What to work on => Update the records from the line holding "written like (102,25)." through the end of the records, inclusive, by rewriting those lines with "area rug" changed to "woven rug" and everything else left unchanged.

Data items
════

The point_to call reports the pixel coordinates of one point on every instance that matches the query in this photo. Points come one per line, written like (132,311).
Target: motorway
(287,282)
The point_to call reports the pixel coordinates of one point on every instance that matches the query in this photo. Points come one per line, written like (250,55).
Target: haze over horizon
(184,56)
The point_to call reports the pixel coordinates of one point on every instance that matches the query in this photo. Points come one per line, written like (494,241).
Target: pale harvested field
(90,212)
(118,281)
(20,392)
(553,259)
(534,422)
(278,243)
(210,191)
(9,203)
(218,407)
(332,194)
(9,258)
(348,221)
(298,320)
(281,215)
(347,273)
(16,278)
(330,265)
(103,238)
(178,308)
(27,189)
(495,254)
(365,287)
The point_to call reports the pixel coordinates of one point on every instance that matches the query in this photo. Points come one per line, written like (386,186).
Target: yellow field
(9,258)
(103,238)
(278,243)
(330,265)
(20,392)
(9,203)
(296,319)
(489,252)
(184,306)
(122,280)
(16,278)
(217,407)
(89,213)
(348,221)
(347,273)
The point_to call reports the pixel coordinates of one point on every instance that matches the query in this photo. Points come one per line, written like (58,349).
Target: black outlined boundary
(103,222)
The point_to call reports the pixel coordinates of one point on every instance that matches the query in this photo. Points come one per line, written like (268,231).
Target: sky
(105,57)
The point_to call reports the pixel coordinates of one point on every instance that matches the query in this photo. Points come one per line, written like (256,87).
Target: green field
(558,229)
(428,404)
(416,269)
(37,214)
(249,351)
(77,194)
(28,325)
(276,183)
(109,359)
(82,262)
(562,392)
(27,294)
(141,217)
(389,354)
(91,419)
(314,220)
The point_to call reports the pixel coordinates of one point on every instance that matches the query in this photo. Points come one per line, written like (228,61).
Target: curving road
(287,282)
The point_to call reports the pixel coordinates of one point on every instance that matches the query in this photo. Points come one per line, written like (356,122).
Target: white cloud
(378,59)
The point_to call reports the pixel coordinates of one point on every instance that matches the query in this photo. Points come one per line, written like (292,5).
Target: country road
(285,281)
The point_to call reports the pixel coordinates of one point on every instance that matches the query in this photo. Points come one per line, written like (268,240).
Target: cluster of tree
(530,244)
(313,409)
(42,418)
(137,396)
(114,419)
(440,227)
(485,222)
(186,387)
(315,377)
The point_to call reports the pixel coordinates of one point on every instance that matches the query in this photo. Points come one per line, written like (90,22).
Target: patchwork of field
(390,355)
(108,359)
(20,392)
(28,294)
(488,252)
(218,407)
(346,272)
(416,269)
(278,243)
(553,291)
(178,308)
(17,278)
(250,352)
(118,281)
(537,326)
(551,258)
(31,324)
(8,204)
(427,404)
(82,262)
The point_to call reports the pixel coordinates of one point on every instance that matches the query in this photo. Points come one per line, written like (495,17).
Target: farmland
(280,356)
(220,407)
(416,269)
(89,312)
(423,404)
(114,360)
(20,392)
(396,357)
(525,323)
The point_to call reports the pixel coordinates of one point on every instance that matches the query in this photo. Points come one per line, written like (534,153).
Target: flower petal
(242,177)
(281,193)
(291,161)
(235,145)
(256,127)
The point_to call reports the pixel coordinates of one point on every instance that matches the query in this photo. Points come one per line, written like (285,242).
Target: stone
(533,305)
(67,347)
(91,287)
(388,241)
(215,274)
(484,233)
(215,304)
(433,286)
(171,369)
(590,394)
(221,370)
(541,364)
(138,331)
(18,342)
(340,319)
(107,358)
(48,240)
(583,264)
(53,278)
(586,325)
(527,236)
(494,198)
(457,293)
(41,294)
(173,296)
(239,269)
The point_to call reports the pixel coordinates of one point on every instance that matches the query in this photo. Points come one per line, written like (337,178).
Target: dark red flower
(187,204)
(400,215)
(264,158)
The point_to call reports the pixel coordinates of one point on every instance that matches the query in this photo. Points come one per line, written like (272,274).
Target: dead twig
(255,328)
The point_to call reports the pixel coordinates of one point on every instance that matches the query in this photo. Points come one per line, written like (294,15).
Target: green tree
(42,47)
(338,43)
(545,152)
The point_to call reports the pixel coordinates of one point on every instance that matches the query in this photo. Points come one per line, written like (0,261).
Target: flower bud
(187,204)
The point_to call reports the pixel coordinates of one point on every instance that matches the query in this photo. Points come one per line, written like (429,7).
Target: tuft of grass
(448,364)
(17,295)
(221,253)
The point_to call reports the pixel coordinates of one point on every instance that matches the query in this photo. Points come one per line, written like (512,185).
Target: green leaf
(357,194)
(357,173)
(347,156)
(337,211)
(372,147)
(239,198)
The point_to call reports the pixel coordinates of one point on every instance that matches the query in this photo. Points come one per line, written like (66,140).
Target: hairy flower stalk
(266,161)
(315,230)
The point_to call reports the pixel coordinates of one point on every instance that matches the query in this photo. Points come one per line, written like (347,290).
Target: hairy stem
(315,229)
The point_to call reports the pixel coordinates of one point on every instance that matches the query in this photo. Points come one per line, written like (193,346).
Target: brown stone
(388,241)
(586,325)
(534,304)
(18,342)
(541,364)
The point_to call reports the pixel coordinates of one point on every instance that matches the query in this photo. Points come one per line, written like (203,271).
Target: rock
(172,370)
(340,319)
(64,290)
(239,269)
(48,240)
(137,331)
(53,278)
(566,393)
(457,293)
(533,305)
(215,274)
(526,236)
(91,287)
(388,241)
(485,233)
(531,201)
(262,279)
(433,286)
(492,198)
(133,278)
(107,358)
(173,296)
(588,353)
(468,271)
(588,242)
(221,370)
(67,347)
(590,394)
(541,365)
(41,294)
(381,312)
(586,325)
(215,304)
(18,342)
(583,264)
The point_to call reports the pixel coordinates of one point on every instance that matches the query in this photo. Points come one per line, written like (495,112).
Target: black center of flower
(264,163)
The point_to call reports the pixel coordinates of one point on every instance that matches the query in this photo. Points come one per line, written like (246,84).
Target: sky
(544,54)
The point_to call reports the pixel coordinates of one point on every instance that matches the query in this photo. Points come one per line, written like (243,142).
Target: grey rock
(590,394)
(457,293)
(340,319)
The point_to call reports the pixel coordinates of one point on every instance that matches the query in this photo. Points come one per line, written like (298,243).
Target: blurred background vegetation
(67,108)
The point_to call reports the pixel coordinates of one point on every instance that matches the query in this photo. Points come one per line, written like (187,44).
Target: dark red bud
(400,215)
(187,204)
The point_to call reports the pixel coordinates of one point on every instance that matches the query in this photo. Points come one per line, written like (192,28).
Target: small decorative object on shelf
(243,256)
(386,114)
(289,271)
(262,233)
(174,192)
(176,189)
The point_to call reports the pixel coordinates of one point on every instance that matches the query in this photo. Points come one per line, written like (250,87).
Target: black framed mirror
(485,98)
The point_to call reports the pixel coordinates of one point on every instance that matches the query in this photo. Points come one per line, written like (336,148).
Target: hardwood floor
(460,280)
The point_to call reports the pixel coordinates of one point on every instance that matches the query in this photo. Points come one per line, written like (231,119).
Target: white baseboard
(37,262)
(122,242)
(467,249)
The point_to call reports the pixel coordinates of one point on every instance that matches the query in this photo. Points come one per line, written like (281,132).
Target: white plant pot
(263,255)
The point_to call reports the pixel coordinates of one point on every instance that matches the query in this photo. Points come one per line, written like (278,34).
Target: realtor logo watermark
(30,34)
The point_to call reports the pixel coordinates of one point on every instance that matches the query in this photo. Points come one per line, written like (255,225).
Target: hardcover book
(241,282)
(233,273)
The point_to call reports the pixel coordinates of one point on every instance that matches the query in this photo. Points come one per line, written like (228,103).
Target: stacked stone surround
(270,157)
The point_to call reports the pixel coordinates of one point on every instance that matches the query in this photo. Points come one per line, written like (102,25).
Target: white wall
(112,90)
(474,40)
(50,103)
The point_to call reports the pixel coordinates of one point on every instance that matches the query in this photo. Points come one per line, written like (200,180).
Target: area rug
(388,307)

════

Response to the task =>
The point_to call reports the pixel coordinates of one point on every instance that matches the query in this photo. Points come one per line, written like (102,25).
Target: white wall
(112,90)
(474,40)
(50,103)
The point_to call reports the pixel coordinates of one point on every instance that matches the query in this photo. Points come one per line, written like (200,180).
Target: woven rug
(388,307)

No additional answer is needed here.